What the task asks:
Copy the entries that follow, exactly and completely.

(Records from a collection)
---
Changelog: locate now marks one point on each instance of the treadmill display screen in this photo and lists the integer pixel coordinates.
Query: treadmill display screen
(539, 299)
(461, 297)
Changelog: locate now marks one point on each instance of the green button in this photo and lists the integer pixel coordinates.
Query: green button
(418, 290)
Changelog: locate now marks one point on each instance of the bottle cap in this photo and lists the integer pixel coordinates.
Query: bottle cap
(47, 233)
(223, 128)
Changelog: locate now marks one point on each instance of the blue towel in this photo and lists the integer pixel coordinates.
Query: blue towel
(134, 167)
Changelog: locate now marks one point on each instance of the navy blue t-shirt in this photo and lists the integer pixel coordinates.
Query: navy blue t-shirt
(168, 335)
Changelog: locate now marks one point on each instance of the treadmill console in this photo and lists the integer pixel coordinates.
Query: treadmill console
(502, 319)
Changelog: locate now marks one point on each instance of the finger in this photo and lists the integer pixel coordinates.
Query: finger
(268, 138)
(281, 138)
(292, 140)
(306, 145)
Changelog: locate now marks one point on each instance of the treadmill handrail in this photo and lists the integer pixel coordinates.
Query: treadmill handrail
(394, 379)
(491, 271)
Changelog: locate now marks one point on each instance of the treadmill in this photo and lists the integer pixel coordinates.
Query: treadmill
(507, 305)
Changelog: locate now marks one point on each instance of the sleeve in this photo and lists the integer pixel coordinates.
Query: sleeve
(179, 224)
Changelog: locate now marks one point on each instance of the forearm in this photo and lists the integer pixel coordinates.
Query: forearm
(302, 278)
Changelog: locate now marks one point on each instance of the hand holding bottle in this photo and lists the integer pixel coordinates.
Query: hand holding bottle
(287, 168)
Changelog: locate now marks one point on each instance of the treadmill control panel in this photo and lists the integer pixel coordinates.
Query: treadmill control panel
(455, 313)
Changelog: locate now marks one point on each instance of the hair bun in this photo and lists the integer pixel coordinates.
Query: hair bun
---
Your solution:
Changelog: locate now marks one point on each instance of the treadmill display screen in this photo and lists the integer pixel coordinates.
Query: treadmill display screen
(539, 299)
(461, 297)
Changelog: locate now marks one point on each instance of the green button in this photo and lists the integer pixel coordinates.
Query: green button
(418, 290)
Changelog: locate now marks one point on each instance of the bottle cap in this photo and lists the integer pixel coordinates.
Query: bottle cap
(47, 233)
(223, 128)
Changelog: locate now marks one point on each instance of the blue towel in this photo and lists the integer pixel coordinates.
Query: blue towel
(134, 167)
Changelog: locate now marks one point on each instance of the navy blue t-shirt in this photo and lists the integer pixel coordinates.
Query: navy blue t-shirt
(168, 335)
Changelog: locate now marks one point on each instance of the treadmill console in this photo and lists the integer pixel coordinates.
Query: treadmill console
(502, 319)
Changelog: locate now marks one point on each instance of the finger in this photo and lists the integer pixel coordinates.
Query: finger
(268, 138)
(281, 138)
(292, 140)
(306, 145)
Changelog: locate now marks one point on each instance of the treadmill handrail in this photo and lists the integer pixel coordinates.
Query: treadmill handrail
(394, 379)
(491, 271)
Changelog: locate now marks one point on each instance of the treadmill in this photo and lists the integer pixel coordinates.
Query: treadmill
(507, 305)
Changelog: locate now marks one point on each instance of the sleeve in this photo and lists the integer pixel coordinates.
Query: sleeve
(179, 224)
Changelog: locate now marks one point on each instance of the forearm in this photo and lists the integer pixel coordinates.
Query: forearm
(302, 278)
Changelog: locate now marks one point on each instance of the hand holding bottle in this photo and lists the integer pixel coordinates.
Query: hand holding bottle
(287, 168)
Changelog: locate now marks one point on each instance of the treadmill control panel in this photo and lists the integer pixel coordinates.
Query: treadmill control panel
(455, 313)
Changelog: locate now marks one point on each instance of the hair bun in this photo and lists the integer pixel coordinates.
Query: hair bun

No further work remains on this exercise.